Tasks to carry out.
(A) From the forum thread on new SW ECNL clubs, extract everything from "## Dos Equis" down to "club in OC.".
(B) In the forum thread on new SW ECNL clubs, roughly how many girls teams does FC Golden State have?
(C) Carry on the forum thread about new SW ECNL clubs from the point where it ends.

# New Candidates for 2017-2018 SW ECNL Conference (Girls)



## zags77 (May 12, 2017)

Lots of rumors out there about new clubs joining the SW ECNL Conference for the 2017-2018 season.  

http://www.eliteclubsnationalleague.com/2017/03/14/ecnl-announces-initial-2017-2018-girls-membership/

Which clubs without DA would be the best addition from So Cal?

Rebels
Cresenta Valley
Fullerton Rangers

Any others?


----------



## NoGoal (May 12, 2017)

zags77 said:


> Lots of rumors out there about new clubs joining the SW ECNL Conference for the 2017-2018 season.
> 
> http://www.eliteclubsnationalleague.com/2017/03/14/ecnl-announces-initial-2017-2018-girls-membership/
> 
> ...


FC Goldenstate, because they are probably the largest club that doesn't have ECNL or Girls DA.  They do have Boys DA though.


----------



## Dos Equis (May 12, 2017)

NoGoal said:


> FC Goldenstate, because they are probably the largest club that doesn't have ECNL or Girls DA.  They do have Boys DA though.


IF we are talking girls, I think

IE Surf may be the largest club on the girls side without DA or ECNL, and Rebels and Westside Breakers have over 20 girls teams as well.  I think Cresenta Valley has around 20 teams, as does Fram.  Those 5 clubs seem the most likely. 

Fullerton, with the losses of some teams a few years ago, is a bit on the small side for ECNL versus IE Surf, and FC Golden State has around 10 girls teams total, and not in every age group (versus 50 for the boys).  Both seem unlikely, as does adding another club in OC.


----------



## soccerobserver (May 12, 2017)

Dos Equis said:


> IF we are talking girls, I think
> 
> IE Surf may be the largest club on the girls side without DA or ECNL, and Rebels and Westside Breakers have over 20 girls teams as well.  I think Cresenta Valley has around 20 teams, as does Fram.  Those 5 clubs seem the most likely.

Information supplied.
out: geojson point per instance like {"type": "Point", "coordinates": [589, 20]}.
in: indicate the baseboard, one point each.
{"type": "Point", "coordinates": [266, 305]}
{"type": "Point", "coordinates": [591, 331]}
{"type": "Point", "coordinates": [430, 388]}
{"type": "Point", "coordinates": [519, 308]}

Responses for each task.
(A)
## Dos Equis (May 12, 2017)

NoGoal said:


> FC Goldenstate, because they are probably the largest club that doesn't have ECNL or Girls DA.  They do have Boys DA though.


IF we are talking girls, I think

IE Surf may be the largest club on the girls side without DA or ECNL, and Rebels and Westside Breakers have over 20 girls teams as well.  I think Cresenta Valley has around 20 teams, as does Fram.  Those 5 clubs seem the most likely. 

Fullerton, with the losses of some teams a few years ago, is a bit on the small side for ECNL versus IE Surf, and FC Golden State has around 10 girls teams total, and not in every age group (versus 50 for the boys).  Both seem unlikely, as does adding another club in OC.

(B) Around 10 girls teams in total, not in every age group.

(C)
> 
> Fullerton, with the losses of some teams a few years ago, is a bit on the small side for ECNL versus IE Surf, and FC Golden State has around 10 girls teams total, and not in every age group (versus 50 for the boys).  Both seem unlikely, as does adding another club in OC.


DosE, with 40 teams, Santa Monica United is the largest soccer club in West LA and also has around 20 girls teams some of which are ranked very high in Socal...I found it interesting that the club's girls side has doubled in size since ECNL was inaugurated...if it's not too political they should be a part of the conversation if college placements, numbers of teams and team accolades are weighted...


----------



## Dos Equis (May 12, 2017)

soccerobserver said:


> DosE, with 40 teams, Santa Monica United is the largest soccer club in West LA and also has around 20 girls teams some of which are ranked very high in Socal...I found it interesting that the club's girls side has doubled in size since ECNL was inaugurated...if it's not too political they should be a part of the conversation if college placements, numbers of teams and team accolades are weighted...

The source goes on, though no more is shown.